**About this task**
In full and without changes, output the data.

**Record set**
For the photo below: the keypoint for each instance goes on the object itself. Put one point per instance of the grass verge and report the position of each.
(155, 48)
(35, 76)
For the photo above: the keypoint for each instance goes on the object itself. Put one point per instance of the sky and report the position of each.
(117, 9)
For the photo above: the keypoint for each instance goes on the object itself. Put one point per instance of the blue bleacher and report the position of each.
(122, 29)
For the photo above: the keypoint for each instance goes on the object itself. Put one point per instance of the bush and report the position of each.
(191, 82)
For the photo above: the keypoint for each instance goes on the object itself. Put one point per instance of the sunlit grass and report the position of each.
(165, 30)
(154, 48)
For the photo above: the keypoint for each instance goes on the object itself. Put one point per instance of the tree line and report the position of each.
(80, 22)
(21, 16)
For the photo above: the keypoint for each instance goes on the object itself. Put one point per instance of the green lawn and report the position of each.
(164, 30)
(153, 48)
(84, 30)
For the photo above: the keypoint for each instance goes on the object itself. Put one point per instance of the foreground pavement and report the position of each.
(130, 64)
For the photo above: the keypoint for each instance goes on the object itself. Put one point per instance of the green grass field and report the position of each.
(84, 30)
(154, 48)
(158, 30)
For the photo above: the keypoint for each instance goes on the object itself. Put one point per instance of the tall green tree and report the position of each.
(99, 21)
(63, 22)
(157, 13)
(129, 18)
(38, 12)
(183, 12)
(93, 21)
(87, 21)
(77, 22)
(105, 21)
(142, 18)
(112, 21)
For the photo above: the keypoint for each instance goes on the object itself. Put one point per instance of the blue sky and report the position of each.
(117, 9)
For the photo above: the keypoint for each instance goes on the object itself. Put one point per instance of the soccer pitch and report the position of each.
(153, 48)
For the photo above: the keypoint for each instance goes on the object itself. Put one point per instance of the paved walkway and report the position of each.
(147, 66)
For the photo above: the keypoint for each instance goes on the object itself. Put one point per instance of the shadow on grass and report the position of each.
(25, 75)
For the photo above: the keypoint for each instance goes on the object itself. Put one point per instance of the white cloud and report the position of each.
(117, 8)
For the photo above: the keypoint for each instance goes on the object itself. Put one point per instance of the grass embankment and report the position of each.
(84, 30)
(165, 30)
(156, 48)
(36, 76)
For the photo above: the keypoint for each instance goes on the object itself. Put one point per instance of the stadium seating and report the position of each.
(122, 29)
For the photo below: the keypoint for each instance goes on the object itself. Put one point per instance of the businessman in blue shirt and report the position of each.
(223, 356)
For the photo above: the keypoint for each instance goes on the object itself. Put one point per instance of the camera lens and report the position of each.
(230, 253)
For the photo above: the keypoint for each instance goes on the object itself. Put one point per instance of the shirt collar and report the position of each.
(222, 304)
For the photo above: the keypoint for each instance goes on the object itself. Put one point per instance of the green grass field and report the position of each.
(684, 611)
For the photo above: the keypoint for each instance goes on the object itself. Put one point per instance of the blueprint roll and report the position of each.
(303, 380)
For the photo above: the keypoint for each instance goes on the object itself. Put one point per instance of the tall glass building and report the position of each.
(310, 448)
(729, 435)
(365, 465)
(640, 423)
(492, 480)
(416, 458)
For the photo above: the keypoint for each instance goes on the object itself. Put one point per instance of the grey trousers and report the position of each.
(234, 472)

**The completed task**
For the photo below: the keypoint for each instance goes on the object itself. Put one point per instance of the grass verge and report the position of each.
(155, 48)
(35, 76)
For the photo above: the keypoint for each instance goes on the object itself. Put one point per instance of the sky and report the position of each.
(117, 9)
For the photo above: the keypoint for each instance goes on the object itself. Put one point per instance of the blue bleacher and report the position of each.
(122, 29)
For the photo above: the keypoint for each instance goes on the object itself. Put one point per instance of the bush and report the position of each.
(191, 82)
For the photo above: the keypoint for each instance goes on the object itself. Put one point per instance of the sunlit grass and report the position of each.
(165, 30)
(154, 48)
For the photo above: the keypoint for each instance goes on the object itself. Put one point per instance of the tree line and report the position of each.
(80, 22)
(21, 16)
For the photo above: the keypoint for each instance goes on the object itself. Put one point per instance of the green lawn and report the position of each.
(164, 30)
(153, 48)
(84, 30)
For the photo above: the keypoint for each instance goes on the object itself. Put one point per instance of the foreground pavement and report the position of each.
(130, 64)
For the photo above: the keypoint for each instance goes on the object itself. Put one point per instance of the green grass field and report the position of each.
(84, 30)
(154, 48)
(158, 30)
For the photo above: the keypoint for each instance goes on the object itself. Put one point per instance of the tall green tree and report the position of each.
(99, 21)
(63, 22)
(157, 13)
(129, 18)
(38, 12)
(183, 12)
(93, 21)
(87, 21)
(77, 22)
(105, 21)
(142, 18)
(112, 21)
For the photo above: the keypoint for each instance goes on the object itself. Put one point per instance of the blue sky and report the position of each.
(117, 9)
For the photo above: the keypoint for each instance goes on the object itself. Put one point per instance of the soccer pitch and report the position of each.
(153, 48)
For the photo above: the keypoint for each instance goes on the object itself. Put one point per instance of the paved walkway and report the position of each.
(147, 66)
For the photo above: the keypoint for each instance goes on the object itself. Put one point per instance of the shadow on grass and report the position of each.
(25, 75)
For the photo above: the keypoint for each instance goes on the object itself. Put one point per instance of the white cloud and report the position of each.
(117, 8)
For the photo above: the keypoint for each instance goes on the object itself. Put one point per instance of the grass embankment and report the position of each.
(84, 30)
(165, 30)
(156, 48)
(36, 76)
For the photo above: the keypoint for each instance goes on the object itself. Put one point per instance of the stadium seating and report the position of each.
(122, 29)
For the photo below: the keypoint for each instance goes on the object itself. Put one point per instance of the businessman in blue shirt and report the position of each.
(223, 356)
For the photo above: the keypoint for each instance goes on the object itself. Put one point per instance of the camera lens and report the position of each.
(230, 253)
For the photo above: the keypoint for each instance goes on the object itself. Put one point per instance of the shirt collar and report the position of each.
(222, 304)
For the photo above: the keypoint for each instance goes on the object itself. Put one point per instance of the green grass field and report the position of each.
(684, 611)
For the photo above: the keypoint for each instance goes on the object itself. Put one point per instance of the blueprint roll and report the position of each.
(303, 380)
For the photo above: the keypoint for each instance goes on the object itself. Put one point per instance of the tall glass building and report the position of each.
(310, 448)
(729, 435)
(365, 465)
(640, 423)
(492, 480)
(416, 458)
For the photo above: the keypoint for each instance goes on the object itself. Put one point per instance of the grey trousers and report the position of each.
(234, 472)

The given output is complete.